» Extrait fourni
※ ※ ※

Extraits : « Jupp est le type même de l'ailier moderne. Il est aussi redoutable dans ses percées et ses rabattements que par la soudaineté et la violence de son tir. Le défenseur Vogts est de loin le meilleur destructeur de la Bundesliga. N'omettez pas de dire aux responsables techniques lyonnais que Bonhof est un spécialiste des tirs sur corner. (…) Cependant, tout n'est pas parfait et je ne crois pas divulguer le moindre secret en observant que dans le jeu de cette formation, il y a trois grosses lacunes : Wimmer dont l'allergie au choc est bien connue, Kostner qui accumule les fautes de placement et plus globalement le manque de régularité offensive. »

Après cette analyse pointue de l'effectif et du jeu du BMG, Franz Beckenbauer s'est alors permis de poser quelques questions aux journalistes présents. « N'est-il pas exact qu'en plus de Lacombe et Chiesa, il se trouve au sein de l'attaque lyonnaise un ailier gauche que je connais peu et dont j'ignore même le nom, mais qui serait dans la forme de sa vie ? Une faille dans la défense de Gladbach pourrait lui servir. » Le joueur en question n'était autre qu'Yves Mariot. Malgré ses bons conseils, le Borussia s'imposera par la plus petite des marges, et gagnera largement lors du match retour à domicile (5-2).

S.S (citations de Beckenbauer tirées de France Football)

Hervé Revelli : « Ceux qui le critiquent sont sans doute un peu jaloux de lui »


Revelli à la lutte avec Beckenbauer

Meilleur buteur de l'histoire de Saint-Étienne, Hervé Revelli a eu la malchance de se retrouver plusieurs fois sur le même chemin que celui du Kaiser. Près de 40 ans après la finale perdue à Glasgow, l'ancien Vert se souvient de celui qui a brisé plus d'un rêve stéphanois.

Vous avez rencontré le Bayern Munich, et donc Franz Beckenbauer, cinq fois durant votre carrière à Saint-Étienne. La première fois, c'était en 1970. À ce moment-là, il n'avait que 25 ans. Aviez-vous déjà conscience qu'il ferait partie des plus grands ?

※ ※ ※

» Consignes de l'exercice
1) Pouvez-vous traduire en anglais cette phrase de l'extrait : « Le défenseur Vogts est de loin le meilleur destructeur de la Bundesliga. » ?
2) D'après l'extrait, sur quel score le Borussia a-t-il gagné le match retour à domicile ?
Les lignes ci-dessous proviennent d'une autre source que l'extrait.

» Données fournies
※ ※ ※

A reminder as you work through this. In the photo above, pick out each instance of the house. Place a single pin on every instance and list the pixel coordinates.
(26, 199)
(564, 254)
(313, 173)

※ ※ ※

» Corrigé
1) The defender Vogts is by far the best destroyer in the Bundesliga.

2) 5-2.